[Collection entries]
Content starts

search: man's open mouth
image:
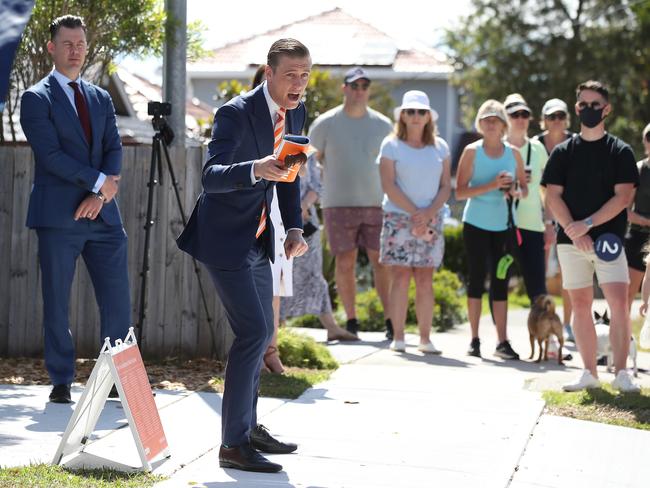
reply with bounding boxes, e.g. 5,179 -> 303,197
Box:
288,93 -> 300,102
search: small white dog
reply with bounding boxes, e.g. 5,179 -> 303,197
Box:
594,311 -> 638,377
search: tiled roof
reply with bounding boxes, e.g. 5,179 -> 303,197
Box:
189,7 -> 451,76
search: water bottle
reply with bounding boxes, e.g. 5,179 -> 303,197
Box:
640,314 -> 650,349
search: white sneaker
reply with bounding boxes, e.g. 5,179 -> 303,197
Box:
562,370 -> 601,392
418,342 -> 442,355
390,340 -> 406,352
611,370 -> 641,393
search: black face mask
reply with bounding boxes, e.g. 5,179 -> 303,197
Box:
579,106 -> 605,128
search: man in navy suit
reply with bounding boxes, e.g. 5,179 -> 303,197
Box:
177,38 -> 310,473
20,15 -> 130,404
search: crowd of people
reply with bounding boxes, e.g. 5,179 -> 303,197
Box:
20,15 -> 648,472
269,72 -> 648,396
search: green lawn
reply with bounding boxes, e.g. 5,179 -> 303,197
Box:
543,384 -> 650,431
0,465 -> 162,488
207,367 -> 334,399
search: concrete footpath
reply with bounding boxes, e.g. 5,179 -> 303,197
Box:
1,302 -> 649,487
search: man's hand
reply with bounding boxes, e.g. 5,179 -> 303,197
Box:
100,175 -> 121,202
565,220 -> 589,241
284,229 -> 308,258
254,156 -> 290,181
572,234 -> 594,253
74,195 -> 103,221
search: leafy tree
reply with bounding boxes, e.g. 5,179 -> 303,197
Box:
445,0 -> 650,154
2,0 -> 206,142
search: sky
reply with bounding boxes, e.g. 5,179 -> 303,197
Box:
123,0 -> 472,82
187,0 -> 472,49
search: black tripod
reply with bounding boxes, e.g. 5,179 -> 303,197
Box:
135,111 -> 216,353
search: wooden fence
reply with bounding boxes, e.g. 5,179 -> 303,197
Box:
0,143 -> 233,359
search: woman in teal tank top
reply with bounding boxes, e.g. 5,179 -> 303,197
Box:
456,99 -> 527,360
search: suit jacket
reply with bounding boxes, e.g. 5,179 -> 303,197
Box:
20,73 -> 123,228
177,84 -> 305,270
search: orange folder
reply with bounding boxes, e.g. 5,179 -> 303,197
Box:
276,135 -> 310,182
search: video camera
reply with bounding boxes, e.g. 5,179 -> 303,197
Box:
148,101 -> 172,118
147,101 -> 174,146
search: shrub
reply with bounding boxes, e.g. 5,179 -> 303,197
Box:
441,225 -> 467,281
277,329 -> 338,370
353,268 -> 466,332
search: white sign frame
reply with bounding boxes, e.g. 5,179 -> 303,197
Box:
52,328 -> 170,471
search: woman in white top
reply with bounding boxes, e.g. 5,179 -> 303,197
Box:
378,90 -> 451,353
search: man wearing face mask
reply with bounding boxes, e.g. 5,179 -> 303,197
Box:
542,80 -> 640,392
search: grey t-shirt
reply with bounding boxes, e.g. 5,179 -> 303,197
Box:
308,105 -> 393,208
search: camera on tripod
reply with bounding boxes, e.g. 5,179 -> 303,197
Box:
148,101 -> 172,118
147,101 -> 174,146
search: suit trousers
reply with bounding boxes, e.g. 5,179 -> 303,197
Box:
36,219 -> 131,385
204,239 -> 274,447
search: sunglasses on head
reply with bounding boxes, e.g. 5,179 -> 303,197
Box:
545,112 -> 567,121
404,108 -> 429,116
509,110 -> 530,119
348,82 -> 370,91
577,100 -> 606,110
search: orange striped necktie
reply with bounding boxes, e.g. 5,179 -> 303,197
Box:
256,107 -> 286,239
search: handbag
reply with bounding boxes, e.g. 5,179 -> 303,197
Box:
302,221 -> 318,238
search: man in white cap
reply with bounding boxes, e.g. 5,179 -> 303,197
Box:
308,67 -> 393,338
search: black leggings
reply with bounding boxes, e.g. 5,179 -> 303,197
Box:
463,222 -> 509,300
518,228 -> 547,302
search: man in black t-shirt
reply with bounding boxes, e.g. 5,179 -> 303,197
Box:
541,80 -> 640,393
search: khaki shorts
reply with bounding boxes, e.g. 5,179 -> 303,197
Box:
557,243 -> 629,290
323,207 -> 382,255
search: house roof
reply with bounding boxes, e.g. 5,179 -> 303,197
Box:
189,7 -> 452,79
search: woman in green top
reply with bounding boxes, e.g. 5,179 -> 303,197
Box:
503,93 -> 551,301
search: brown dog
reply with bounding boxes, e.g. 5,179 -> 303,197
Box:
528,295 -> 565,364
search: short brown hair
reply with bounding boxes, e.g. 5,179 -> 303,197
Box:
50,15 -> 86,40
267,38 -> 310,70
576,80 -> 609,102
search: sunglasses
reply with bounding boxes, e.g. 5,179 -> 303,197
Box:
404,108 -> 429,116
577,101 -> 606,110
509,111 -> 530,119
348,82 -> 370,91
545,112 -> 567,121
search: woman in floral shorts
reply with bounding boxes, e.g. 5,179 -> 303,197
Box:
378,90 -> 451,353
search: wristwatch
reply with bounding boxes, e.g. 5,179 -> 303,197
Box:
583,216 -> 594,229
94,191 -> 106,202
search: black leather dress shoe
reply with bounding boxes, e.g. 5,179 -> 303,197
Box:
250,424 -> 297,454
219,443 -> 282,473
49,384 -> 71,404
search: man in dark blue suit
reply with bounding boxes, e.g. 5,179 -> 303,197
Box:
177,38 -> 311,473
20,15 -> 130,404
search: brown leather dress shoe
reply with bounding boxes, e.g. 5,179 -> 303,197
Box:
219,443 -> 282,473
250,424 -> 298,454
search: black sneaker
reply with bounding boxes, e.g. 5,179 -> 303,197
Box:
467,337 -> 481,357
49,384 -> 71,404
346,318 -> 359,336
495,340 -> 520,360
385,318 -> 394,340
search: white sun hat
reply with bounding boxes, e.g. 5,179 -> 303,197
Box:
393,90 -> 439,122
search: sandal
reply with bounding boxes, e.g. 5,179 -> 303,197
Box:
263,345 -> 285,374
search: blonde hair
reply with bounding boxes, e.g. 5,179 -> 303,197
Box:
474,99 -> 509,137
394,112 -> 436,145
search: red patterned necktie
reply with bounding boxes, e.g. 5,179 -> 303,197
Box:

Content ends

▶ **Activity**: From the data above, copy out every line with the string "suit" in it.

▶ **Task result**:
search: man in navy suit
search: suit jacket
search: suit trousers
search: man in dark blue suit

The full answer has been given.